文書の抜粋:

####

普段、ドラマなど観ない私であるが、たまたま観たら面白くて続けて観ているドラマが、『家を売る女』である。ある不動産仲介会社に勤務する女性営業チーフのドラマである。基本的にコメディなのであるが、主人公の三軒家万智の働く姿は、見ていてなかなか考えさせられるところが多くて、ついつい観てしまっている。
一つは、その提案力である。これは別のところに書いたので繰り返さないが、相手の要望に応えるだけなのは、以前も書いた通り最低限のスタンスで、他所と競争となったら、ちょっと気の利いた相手だと絶対に勝つことはできない。私などライバルがこういうスタンスだったら、大喜びしてしまうだろう。相手自身気がついていないニーズを捉えて提案できてこそ、「競争力のあるプロ」となれるのである。
もう一つは、逆に欠点とでもいうべきところである。この三軒家チーフはとことん個人プレー主義。部下の教育を兼ねて三軒家チーフの営業に若手を同行させようとする上司(課長)に対し、面と向かって反論する。「私の仕事は家を売ることで部下を育てることではない」と。とにかく「職場は一つのチーム、職員は皆チームメイト」と、ごく当たり前の感覚を持つ課長はやりにくくて仕方がない。まぁもともと不動産仲介業者という業種は、インセンティブで動く個人業者の集まりみたいなところがある。三軒家チーフの主張もある意味当然なのである。
第3話では、同僚が売りあぐねていた外国人向けマンションを、視点を変えて大家族向けにSNSで販促する手法で三軒家チーフが売る。そして売り上げの成果を担当2名と三軒家チーフとで3等分しようと提案する課長に対し、三軒家チーフはあっさり「売ったのは私です」と自分だけの成果だと主張する。3物件の売り出しに際し、課長はそれぞれの物件に担当者を割り振り、三軒家チーフにはそのすべてのサポートに回るように指示するのだが、三軒家チーフは全て自分が売ると主張する。
仲村トオル演じる課長の考えることはごく常識的なことで、私がこの課長の立場でも同じ指示を出すであろう。そしてその指示に従わず、ただひたすら個人で家を売る三軒家の存在は、「仕事はできるが厄介な存在」であることは間違いない。こういう部下を持ったらどうすればいいのだろうか。「厄介だ」と頭を抱えているだけでは、「使えない上司」のレッテルを貼られてしまう。
私が課長だったら、「評価方法を変える」ことで解決を図るだろう。
私が課長だったら、「評価方法を変える」ことで解決を図るだろう。

####

[バウンディングボックス記録]
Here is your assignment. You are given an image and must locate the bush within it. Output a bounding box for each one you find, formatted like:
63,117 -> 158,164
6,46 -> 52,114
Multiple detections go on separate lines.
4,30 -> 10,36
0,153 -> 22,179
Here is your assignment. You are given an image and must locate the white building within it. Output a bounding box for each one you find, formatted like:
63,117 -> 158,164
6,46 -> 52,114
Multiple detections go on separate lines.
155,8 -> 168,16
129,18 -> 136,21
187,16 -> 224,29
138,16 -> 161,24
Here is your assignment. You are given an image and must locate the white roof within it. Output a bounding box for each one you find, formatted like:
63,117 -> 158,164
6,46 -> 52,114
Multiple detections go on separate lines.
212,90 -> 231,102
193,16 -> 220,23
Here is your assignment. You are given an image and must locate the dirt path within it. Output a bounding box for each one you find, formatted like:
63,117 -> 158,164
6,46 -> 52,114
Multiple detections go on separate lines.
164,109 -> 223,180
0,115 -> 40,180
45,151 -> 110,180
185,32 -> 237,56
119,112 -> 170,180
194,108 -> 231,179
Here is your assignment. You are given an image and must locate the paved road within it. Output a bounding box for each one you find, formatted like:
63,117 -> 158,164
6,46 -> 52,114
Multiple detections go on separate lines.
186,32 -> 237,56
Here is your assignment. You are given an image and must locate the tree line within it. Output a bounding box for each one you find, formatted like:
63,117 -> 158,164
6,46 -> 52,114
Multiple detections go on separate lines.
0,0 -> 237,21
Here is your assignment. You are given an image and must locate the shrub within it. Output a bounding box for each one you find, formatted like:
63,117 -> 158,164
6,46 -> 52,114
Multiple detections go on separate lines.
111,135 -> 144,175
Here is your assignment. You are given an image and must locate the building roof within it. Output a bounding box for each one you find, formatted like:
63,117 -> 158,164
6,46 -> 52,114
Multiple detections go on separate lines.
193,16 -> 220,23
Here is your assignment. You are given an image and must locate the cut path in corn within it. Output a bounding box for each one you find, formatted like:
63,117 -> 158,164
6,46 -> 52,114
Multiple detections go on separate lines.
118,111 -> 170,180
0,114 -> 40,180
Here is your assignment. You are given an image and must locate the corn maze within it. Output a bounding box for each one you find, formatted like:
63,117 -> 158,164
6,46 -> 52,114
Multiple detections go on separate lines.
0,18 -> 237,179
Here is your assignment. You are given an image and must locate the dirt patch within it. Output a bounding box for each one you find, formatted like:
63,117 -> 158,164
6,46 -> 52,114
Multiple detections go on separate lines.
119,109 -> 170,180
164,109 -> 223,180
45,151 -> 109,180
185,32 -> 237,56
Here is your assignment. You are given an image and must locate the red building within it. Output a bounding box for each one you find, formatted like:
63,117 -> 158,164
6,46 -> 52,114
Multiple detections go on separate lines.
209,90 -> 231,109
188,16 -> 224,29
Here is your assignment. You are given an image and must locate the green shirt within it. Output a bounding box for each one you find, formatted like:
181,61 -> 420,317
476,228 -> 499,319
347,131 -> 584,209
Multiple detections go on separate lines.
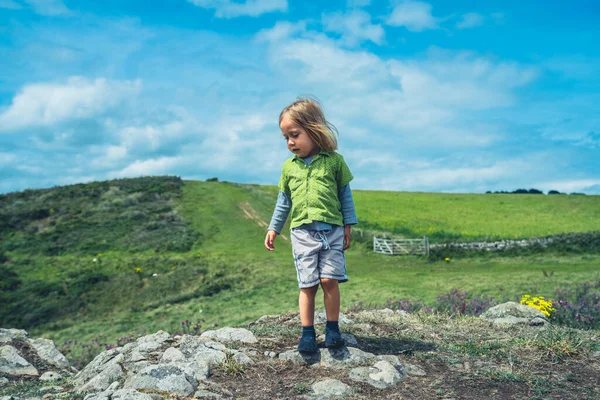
279,150 -> 354,228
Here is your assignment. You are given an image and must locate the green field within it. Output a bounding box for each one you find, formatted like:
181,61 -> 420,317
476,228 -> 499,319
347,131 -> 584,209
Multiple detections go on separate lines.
0,178 -> 600,362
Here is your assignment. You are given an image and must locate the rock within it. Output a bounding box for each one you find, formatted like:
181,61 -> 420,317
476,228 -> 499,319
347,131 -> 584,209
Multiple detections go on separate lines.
135,331 -> 171,354
200,327 -> 258,344
481,301 -> 546,320
84,382 -> 121,400
75,363 -> 125,393
0,329 -> 29,344
317,333 -> 358,347
375,354 -> 403,369
279,347 -> 375,368
404,364 -> 427,376
350,361 -> 404,389
40,371 -> 62,381
73,349 -> 125,390
194,389 -> 223,399
231,350 -> 254,364
160,347 -> 185,364
40,386 -> 64,392
255,314 -> 281,324
28,338 -> 69,368
179,335 -> 225,366
0,346 -> 39,376
124,364 -> 198,396
110,389 -> 153,400
312,379 -> 352,399
321,347 -> 375,368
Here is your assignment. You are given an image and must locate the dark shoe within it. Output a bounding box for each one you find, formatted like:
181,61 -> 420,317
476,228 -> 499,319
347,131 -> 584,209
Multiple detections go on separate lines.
325,330 -> 345,349
298,336 -> 319,353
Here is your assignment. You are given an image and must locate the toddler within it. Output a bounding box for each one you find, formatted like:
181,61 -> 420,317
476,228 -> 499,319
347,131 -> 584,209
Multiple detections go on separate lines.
265,98 -> 358,353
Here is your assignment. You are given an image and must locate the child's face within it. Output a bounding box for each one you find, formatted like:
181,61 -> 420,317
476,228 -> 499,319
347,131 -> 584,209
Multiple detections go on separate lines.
279,114 -> 321,158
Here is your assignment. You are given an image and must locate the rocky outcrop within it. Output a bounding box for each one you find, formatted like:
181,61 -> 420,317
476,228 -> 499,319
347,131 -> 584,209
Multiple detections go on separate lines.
481,301 -> 549,326
0,329 -> 72,383
0,302 -> 564,400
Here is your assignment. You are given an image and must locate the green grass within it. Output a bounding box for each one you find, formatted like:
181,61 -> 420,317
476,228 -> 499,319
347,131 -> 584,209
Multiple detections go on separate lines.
353,190 -> 600,239
0,178 -> 600,364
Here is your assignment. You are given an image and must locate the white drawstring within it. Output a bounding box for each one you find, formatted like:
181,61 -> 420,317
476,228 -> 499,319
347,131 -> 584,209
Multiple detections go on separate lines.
315,231 -> 331,250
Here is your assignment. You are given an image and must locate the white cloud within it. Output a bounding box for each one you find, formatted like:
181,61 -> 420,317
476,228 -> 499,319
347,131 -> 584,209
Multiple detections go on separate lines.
386,1 -> 438,32
188,0 -> 288,18
255,21 -> 306,42
0,77 -> 141,131
533,179 -> 600,193
323,10 -> 385,46
456,12 -> 485,29
119,121 -> 191,151
0,152 -> 17,166
0,0 -> 23,10
346,0 -> 371,8
110,156 -> 181,178
24,0 -> 72,17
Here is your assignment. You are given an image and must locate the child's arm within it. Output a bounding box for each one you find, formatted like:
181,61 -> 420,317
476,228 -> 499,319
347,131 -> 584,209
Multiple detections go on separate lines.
338,184 -> 358,250
265,191 -> 292,251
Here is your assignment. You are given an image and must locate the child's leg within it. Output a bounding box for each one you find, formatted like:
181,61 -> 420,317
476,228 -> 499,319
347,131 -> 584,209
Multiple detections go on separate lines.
298,285 -> 318,326
321,278 -> 340,321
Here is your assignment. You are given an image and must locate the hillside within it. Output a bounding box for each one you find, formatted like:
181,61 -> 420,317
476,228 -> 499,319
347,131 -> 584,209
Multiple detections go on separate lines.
0,177 -> 600,366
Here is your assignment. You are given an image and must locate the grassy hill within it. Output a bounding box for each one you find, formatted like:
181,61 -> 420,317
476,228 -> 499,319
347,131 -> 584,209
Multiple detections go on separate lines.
0,177 -> 600,366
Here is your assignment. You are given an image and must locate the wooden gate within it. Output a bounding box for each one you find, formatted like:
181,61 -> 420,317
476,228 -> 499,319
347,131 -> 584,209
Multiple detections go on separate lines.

####

課題:
上にある『家を売る女』を取り上げた文章を、最後の文の後から書き継いでください。

出力結果:
この会社では、各人の成績は各人が稼いだ「仲介手数料の合計額」で表しているようである。すなわち、家を売った場合、その売買価格によって仲介手数料が得られるが、自分が売った家の仲介手数料を成績としているのである。つまり、各人の成績(多分これで賞与の額とか昇格とかが左右されるわけである)がこのように評価される以上、三軒家チーフの行動は理にかなっているわけであり、部下の教育を一生懸命やってもボーナスは上がらない。これだといくら課長が「チームプレー」を説いても、従わせるのは難しいだろう。
私が課長だったら、営業チーフの成績は「自分がサポートして部下に売らせた仲介手数料」で評価するように改めるだろう。これなら三軒家チーフがいくら1人で売っても、それは「評価対象外」となる。勢い、三軒家としては各案件ごとに部下を引き連れ、指示を出し、クロージング(契約)まで持っていかざるを得なくなる。チーフのノウハウを直に学べば、部下も自然と成長するはずで、まさに課長が理想として考えているチーム営業が実現するわけである。
同じ不動産業界のドラマゆえに、たまたま観始めたドラマであるが、非常に面白い。と言っても、「いろいろ考えるヒントに溢れている」という意味で、ドタバタの展開が面白いというわけではない。まぁドラマの見方は人それぞれだし、ビジネス視点で観ても、ストーリーで観ても、北川景子に見とれて観ても、それはそれでいいわけであるから、それぞれの見方で楽しめばいいと思う。。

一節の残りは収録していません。